- What the task asks
Pick out each line in the entries below that contains the string "shown" and copy those lines in full.

- Records to use
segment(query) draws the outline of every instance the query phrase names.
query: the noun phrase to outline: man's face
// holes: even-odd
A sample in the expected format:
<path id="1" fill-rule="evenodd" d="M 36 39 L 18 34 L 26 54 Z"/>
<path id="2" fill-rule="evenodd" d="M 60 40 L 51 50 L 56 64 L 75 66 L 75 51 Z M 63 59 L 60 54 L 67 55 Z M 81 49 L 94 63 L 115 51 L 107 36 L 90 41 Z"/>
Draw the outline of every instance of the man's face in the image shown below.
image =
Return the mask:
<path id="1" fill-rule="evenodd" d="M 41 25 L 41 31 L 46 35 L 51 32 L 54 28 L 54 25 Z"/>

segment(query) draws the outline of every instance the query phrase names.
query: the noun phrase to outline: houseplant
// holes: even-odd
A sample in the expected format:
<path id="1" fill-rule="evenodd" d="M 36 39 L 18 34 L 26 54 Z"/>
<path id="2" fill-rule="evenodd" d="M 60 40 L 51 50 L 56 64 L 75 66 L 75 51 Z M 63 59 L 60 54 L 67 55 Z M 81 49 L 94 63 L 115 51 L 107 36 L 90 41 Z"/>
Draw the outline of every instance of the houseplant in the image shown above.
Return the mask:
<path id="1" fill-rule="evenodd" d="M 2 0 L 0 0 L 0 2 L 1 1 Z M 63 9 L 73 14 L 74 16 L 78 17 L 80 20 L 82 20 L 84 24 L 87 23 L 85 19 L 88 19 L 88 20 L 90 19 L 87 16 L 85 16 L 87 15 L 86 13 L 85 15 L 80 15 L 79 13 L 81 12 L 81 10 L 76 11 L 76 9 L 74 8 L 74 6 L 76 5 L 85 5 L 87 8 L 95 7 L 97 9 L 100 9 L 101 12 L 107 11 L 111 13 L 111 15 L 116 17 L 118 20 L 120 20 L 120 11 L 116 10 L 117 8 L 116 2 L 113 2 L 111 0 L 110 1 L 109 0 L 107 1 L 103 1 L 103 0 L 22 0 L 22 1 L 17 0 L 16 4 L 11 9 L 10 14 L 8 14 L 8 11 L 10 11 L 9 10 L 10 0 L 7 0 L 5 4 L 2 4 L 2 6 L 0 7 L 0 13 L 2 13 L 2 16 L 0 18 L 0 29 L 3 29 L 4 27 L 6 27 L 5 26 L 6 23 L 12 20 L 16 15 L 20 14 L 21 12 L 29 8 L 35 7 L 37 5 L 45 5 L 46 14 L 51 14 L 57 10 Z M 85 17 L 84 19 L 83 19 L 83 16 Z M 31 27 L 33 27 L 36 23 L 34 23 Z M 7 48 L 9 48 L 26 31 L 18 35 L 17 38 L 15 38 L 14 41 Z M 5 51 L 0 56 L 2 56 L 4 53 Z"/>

- Response to the task
Draw the outline of every instance of the man's face in the image shown below.
Draw the outline of every instance of the houseplant in the image shown above.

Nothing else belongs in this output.